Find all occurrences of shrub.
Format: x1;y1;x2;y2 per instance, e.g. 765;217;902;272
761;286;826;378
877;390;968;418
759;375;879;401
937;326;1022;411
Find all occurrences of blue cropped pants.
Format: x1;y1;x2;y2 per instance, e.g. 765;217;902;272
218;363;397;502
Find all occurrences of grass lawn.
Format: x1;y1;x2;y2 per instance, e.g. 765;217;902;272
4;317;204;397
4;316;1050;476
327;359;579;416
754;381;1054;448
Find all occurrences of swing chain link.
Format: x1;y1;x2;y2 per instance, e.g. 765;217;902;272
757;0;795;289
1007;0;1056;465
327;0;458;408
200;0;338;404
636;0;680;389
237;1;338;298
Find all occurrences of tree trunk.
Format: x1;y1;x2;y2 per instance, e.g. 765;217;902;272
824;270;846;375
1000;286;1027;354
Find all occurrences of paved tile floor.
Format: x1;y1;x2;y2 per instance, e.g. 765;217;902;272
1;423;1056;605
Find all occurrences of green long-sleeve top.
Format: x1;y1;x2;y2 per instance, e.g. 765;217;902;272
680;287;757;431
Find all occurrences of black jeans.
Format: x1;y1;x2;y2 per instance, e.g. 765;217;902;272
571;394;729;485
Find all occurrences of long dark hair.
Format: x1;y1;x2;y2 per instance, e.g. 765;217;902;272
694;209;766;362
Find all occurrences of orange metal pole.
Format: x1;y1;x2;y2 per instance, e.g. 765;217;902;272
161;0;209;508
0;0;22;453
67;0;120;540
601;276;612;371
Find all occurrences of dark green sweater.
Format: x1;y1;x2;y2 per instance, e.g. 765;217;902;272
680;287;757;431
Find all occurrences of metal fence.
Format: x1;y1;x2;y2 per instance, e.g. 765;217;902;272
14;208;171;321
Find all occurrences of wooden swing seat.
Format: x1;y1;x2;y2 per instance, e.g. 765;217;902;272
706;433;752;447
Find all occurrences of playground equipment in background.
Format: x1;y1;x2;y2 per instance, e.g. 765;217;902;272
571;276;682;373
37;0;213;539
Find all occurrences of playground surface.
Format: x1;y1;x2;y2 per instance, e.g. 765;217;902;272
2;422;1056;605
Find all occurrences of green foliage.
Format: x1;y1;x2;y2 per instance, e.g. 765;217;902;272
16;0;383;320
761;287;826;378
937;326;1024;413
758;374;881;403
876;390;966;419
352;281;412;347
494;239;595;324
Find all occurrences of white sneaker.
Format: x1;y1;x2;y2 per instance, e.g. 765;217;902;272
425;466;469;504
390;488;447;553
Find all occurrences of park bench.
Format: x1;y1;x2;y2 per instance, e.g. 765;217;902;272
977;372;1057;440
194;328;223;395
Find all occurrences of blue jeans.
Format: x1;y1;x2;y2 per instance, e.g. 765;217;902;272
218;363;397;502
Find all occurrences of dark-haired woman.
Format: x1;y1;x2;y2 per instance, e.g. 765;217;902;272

*DIRECTIONS*: Where does the word "blue" occur in the records? Return every line that holds it.

*ANSWER TO THE PROBLEM*:
Find all occurrences of blue cropped pants.
Find all occurrences of blue jeans.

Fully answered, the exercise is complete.